(Data entries)
————

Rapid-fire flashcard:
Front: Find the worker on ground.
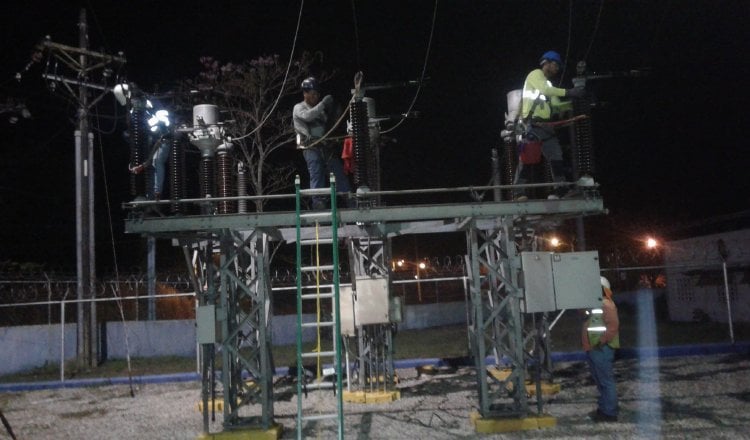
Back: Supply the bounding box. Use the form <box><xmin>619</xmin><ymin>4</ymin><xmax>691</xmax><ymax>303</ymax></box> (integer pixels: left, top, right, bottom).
<box><xmin>514</xmin><ymin>51</ymin><xmax>584</xmax><ymax>200</ymax></box>
<box><xmin>581</xmin><ymin>277</ymin><xmax>620</xmax><ymax>422</ymax></box>
<box><xmin>292</xmin><ymin>77</ymin><xmax>350</xmax><ymax>210</ymax></box>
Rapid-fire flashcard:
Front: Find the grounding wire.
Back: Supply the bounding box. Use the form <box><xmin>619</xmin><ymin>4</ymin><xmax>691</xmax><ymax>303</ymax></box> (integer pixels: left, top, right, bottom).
<box><xmin>558</xmin><ymin>0</ymin><xmax>573</xmax><ymax>85</ymax></box>
<box><xmin>233</xmin><ymin>0</ymin><xmax>305</xmax><ymax>140</ymax></box>
<box><xmin>96</xmin><ymin>119</ymin><xmax>135</xmax><ymax>397</ymax></box>
<box><xmin>352</xmin><ymin>0</ymin><xmax>362</xmax><ymax>71</ymax></box>
<box><xmin>380</xmin><ymin>0</ymin><xmax>438</xmax><ymax>134</ymax></box>
<box><xmin>583</xmin><ymin>0</ymin><xmax>604</xmax><ymax>61</ymax></box>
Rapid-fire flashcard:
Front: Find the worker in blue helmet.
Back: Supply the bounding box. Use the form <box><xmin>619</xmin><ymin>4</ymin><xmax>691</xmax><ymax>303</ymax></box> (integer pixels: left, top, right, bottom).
<box><xmin>514</xmin><ymin>50</ymin><xmax>584</xmax><ymax>200</ymax></box>
<box><xmin>292</xmin><ymin>76</ymin><xmax>350</xmax><ymax>210</ymax></box>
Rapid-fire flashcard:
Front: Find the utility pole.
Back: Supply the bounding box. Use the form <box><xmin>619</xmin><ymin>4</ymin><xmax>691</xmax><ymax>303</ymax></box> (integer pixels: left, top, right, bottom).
<box><xmin>40</xmin><ymin>9</ymin><xmax>125</xmax><ymax>367</ymax></box>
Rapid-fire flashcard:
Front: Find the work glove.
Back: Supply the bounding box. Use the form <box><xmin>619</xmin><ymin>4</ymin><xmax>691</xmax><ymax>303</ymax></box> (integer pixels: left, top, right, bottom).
<box><xmin>565</xmin><ymin>87</ymin><xmax>586</xmax><ymax>99</ymax></box>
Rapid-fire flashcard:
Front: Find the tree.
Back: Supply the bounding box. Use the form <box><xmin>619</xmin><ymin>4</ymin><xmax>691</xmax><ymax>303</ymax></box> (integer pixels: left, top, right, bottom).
<box><xmin>183</xmin><ymin>53</ymin><xmax>332</xmax><ymax>211</ymax></box>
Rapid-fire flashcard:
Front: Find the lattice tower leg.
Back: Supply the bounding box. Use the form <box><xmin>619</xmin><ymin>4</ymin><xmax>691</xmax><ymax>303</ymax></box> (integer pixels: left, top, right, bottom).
<box><xmin>467</xmin><ymin>219</ymin><xmax>528</xmax><ymax>417</ymax></box>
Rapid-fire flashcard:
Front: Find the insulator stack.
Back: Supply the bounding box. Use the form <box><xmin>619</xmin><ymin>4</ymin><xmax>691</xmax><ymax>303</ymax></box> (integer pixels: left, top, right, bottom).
<box><xmin>571</xmin><ymin>97</ymin><xmax>594</xmax><ymax>179</ymax></box>
<box><xmin>237</xmin><ymin>161</ymin><xmax>247</xmax><ymax>214</ymax></box>
<box><xmin>169</xmin><ymin>136</ymin><xmax>186</xmax><ymax>214</ymax></box>
<box><xmin>349</xmin><ymin>100</ymin><xmax>370</xmax><ymax>188</ymax></box>
<box><xmin>200</xmin><ymin>156</ymin><xmax>215</xmax><ymax>199</ymax></box>
<box><xmin>216</xmin><ymin>151</ymin><xmax>237</xmax><ymax>214</ymax></box>
<box><xmin>367</xmin><ymin>128</ymin><xmax>380</xmax><ymax>191</ymax></box>
<box><xmin>128</xmin><ymin>108</ymin><xmax>148</xmax><ymax>197</ymax></box>
<box><xmin>501</xmin><ymin>136</ymin><xmax>518</xmax><ymax>200</ymax></box>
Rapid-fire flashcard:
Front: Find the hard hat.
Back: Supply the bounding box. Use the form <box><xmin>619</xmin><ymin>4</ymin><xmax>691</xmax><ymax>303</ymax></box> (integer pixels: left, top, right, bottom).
<box><xmin>539</xmin><ymin>50</ymin><xmax>563</xmax><ymax>66</ymax></box>
<box><xmin>302</xmin><ymin>76</ymin><xmax>320</xmax><ymax>92</ymax></box>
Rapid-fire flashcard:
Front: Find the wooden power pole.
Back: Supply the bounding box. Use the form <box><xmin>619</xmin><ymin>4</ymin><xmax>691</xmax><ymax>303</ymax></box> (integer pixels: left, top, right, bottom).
<box><xmin>40</xmin><ymin>9</ymin><xmax>125</xmax><ymax>367</ymax></box>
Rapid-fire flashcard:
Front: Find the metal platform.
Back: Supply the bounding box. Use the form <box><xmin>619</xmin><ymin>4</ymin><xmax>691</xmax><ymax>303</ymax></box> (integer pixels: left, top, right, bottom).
<box><xmin>125</xmin><ymin>190</ymin><xmax>606</xmax><ymax>436</ymax></box>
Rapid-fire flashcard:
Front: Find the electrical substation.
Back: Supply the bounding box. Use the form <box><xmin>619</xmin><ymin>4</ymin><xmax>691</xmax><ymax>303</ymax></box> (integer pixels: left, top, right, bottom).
<box><xmin>26</xmin><ymin>6</ymin><xmax>620</xmax><ymax>438</ymax></box>
<box><xmin>120</xmin><ymin>69</ymin><xmax>605</xmax><ymax>438</ymax></box>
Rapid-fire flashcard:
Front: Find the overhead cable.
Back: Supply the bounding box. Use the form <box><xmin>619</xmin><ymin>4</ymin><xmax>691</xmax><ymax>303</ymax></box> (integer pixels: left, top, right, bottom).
<box><xmin>233</xmin><ymin>0</ymin><xmax>305</xmax><ymax>140</ymax></box>
<box><xmin>380</xmin><ymin>0</ymin><xmax>438</xmax><ymax>134</ymax></box>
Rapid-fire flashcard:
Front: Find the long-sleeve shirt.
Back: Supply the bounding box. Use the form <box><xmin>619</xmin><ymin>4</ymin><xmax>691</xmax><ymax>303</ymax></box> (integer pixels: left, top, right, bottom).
<box><xmin>581</xmin><ymin>296</ymin><xmax>620</xmax><ymax>351</ymax></box>
<box><xmin>292</xmin><ymin>101</ymin><xmax>328</xmax><ymax>142</ymax></box>
<box><xmin>521</xmin><ymin>69</ymin><xmax>571</xmax><ymax>121</ymax></box>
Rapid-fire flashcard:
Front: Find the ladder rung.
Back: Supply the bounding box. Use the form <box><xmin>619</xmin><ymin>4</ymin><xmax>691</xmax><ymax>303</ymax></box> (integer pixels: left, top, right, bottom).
<box><xmin>299</xmin><ymin>211</ymin><xmax>331</xmax><ymax>220</ymax></box>
<box><xmin>299</xmin><ymin>238</ymin><xmax>333</xmax><ymax>246</ymax></box>
<box><xmin>300</xmin><ymin>264</ymin><xmax>333</xmax><ymax>272</ymax></box>
<box><xmin>299</xmin><ymin>188</ymin><xmax>331</xmax><ymax>196</ymax></box>
<box><xmin>302</xmin><ymin>413</ymin><xmax>339</xmax><ymax>421</ymax></box>
<box><xmin>305</xmin><ymin>382</ymin><xmax>333</xmax><ymax>391</ymax></box>
<box><xmin>300</xmin><ymin>293</ymin><xmax>333</xmax><ymax>299</ymax></box>
<box><xmin>302</xmin><ymin>351</ymin><xmax>336</xmax><ymax>358</ymax></box>
<box><xmin>302</xmin><ymin>321</ymin><xmax>333</xmax><ymax>327</ymax></box>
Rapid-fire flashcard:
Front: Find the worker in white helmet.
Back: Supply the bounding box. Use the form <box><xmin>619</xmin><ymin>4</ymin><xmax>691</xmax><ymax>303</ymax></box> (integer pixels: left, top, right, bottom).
<box><xmin>581</xmin><ymin>277</ymin><xmax>620</xmax><ymax>422</ymax></box>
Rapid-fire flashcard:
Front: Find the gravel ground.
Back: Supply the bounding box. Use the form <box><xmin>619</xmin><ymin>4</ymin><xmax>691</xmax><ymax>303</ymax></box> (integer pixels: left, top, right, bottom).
<box><xmin>0</xmin><ymin>354</ymin><xmax>750</xmax><ymax>440</ymax></box>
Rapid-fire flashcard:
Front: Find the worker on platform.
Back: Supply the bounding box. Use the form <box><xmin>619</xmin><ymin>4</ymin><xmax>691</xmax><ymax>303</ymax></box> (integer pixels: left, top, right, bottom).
<box><xmin>581</xmin><ymin>277</ymin><xmax>620</xmax><ymax>422</ymax></box>
<box><xmin>513</xmin><ymin>51</ymin><xmax>584</xmax><ymax>200</ymax></box>
<box><xmin>292</xmin><ymin>77</ymin><xmax>350</xmax><ymax>210</ymax></box>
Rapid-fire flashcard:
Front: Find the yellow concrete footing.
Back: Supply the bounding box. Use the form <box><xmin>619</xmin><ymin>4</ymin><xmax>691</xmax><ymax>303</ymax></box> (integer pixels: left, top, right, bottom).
<box><xmin>487</xmin><ymin>368</ymin><xmax>560</xmax><ymax>396</ymax></box>
<box><xmin>195</xmin><ymin>399</ymin><xmax>240</xmax><ymax>412</ymax></box>
<box><xmin>341</xmin><ymin>390</ymin><xmax>401</xmax><ymax>403</ymax></box>
<box><xmin>198</xmin><ymin>423</ymin><xmax>284</xmax><ymax>440</ymax></box>
<box><xmin>469</xmin><ymin>411</ymin><xmax>557</xmax><ymax>434</ymax></box>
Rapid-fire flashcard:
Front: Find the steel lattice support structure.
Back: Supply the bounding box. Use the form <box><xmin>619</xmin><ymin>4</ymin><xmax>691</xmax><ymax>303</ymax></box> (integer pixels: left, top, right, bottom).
<box><xmin>125</xmin><ymin>192</ymin><xmax>605</xmax><ymax>430</ymax></box>
<box><xmin>183</xmin><ymin>229</ymin><xmax>274</xmax><ymax>432</ymax></box>
<box><xmin>466</xmin><ymin>217</ymin><xmax>528</xmax><ymax>417</ymax></box>
<box><xmin>347</xmin><ymin>236</ymin><xmax>395</xmax><ymax>391</ymax></box>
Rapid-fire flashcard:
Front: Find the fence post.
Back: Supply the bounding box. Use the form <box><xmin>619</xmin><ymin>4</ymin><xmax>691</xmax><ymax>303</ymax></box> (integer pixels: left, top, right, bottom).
<box><xmin>60</xmin><ymin>299</ymin><xmax>65</xmax><ymax>382</ymax></box>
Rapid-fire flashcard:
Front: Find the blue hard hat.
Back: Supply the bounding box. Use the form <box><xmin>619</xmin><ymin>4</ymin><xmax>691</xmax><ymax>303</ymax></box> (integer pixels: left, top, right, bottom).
<box><xmin>539</xmin><ymin>50</ymin><xmax>563</xmax><ymax>66</ymax></box>
<box><xmin>302</xmin><ymin>76</ymin><xmax>320</xmax><ymax>92</ymax></box>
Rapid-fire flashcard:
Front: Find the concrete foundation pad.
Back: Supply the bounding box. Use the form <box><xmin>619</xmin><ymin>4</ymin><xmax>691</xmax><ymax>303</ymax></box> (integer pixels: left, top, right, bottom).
<box><xmin>469</xmin><ymin>411</ymin><xmax>557</xmax><ymax>434</ymax></box>
<box><xmin>198</xmin><ymin>423</ymin><xmax>284</xmax><ymax>440</ymax></box>
<box><xmin>342</xmin><ymin>390</ymin><xmax>401</xmax><ymax>403</ymax></box>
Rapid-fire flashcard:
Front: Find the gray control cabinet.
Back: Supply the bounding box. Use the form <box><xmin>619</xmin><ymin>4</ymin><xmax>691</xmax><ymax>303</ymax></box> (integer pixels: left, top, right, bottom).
<box><xmin>521</xmin><ymin>251</ymin><xmax>602</xmax><ymax>313</ymax></box>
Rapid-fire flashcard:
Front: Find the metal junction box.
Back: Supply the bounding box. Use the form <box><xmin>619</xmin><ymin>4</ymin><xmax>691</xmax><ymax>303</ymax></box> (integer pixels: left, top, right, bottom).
<box><xmin>339</xmin><ymin>277</ymin><xmax>390</xmax><ymax>336</ymax></box>
<box><xmin>354</xmin><ymin>277</ymin><xmax>390</xmax><ymax>325</ymax></box>
<box><xmin>521</xmin><ymin>251</ymin><xmax>602</xmax><ymax>313</ymax></box>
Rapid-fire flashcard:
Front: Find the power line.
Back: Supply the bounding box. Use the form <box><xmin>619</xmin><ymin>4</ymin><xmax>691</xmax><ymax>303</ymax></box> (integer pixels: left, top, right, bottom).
<box><xmin>380</xmin><ymin>0</ymin><xmax>438</xmax><ymax>134</ymax></box>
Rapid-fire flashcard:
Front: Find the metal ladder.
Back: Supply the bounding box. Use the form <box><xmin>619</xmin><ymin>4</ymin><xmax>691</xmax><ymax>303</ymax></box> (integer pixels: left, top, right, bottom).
<box><xmin>294</xmin><ymin>174</ymin><xmax>344</xmax><ymax>439</ymax></box>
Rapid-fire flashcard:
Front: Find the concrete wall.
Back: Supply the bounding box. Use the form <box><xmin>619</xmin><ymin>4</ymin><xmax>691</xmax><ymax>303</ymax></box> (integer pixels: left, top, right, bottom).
<box><xmin>0</xmin><ymin>302</ymin><xmax>466</xmax><ymax>375</ymax></box>
<box><xmin>0</xmin><ymin>324</ymin><xmax>76</xmax><ymax>374</ymax></box>
<box><xmin>664</xmin><ymin>229</ymin><xmax>750</xmax><ymax>322</ymax></box>
<box><xmin>399</xmin><ymin>302</ymin><xmax>466</xmax><ymax>330</ymax></box>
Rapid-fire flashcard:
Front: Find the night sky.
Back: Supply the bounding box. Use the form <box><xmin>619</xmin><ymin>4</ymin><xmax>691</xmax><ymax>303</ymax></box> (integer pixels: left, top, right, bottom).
<box><xmin>0</xmin><ymin>0</ymin><xmax>750</xmax><ymax>270</ymax></box>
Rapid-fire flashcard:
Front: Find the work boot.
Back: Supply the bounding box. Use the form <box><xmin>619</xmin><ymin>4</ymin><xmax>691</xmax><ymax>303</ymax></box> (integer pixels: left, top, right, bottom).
<box><xmin>589</xmin><ymin>409</ymin><xmax>617</xmax><ymax>423</ymax></box>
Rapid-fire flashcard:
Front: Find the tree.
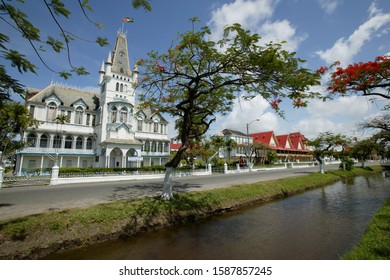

————

* REQUIREMENT *
Count the lines of the listing above that contain the word "blue".

* THE RESPONSE *
2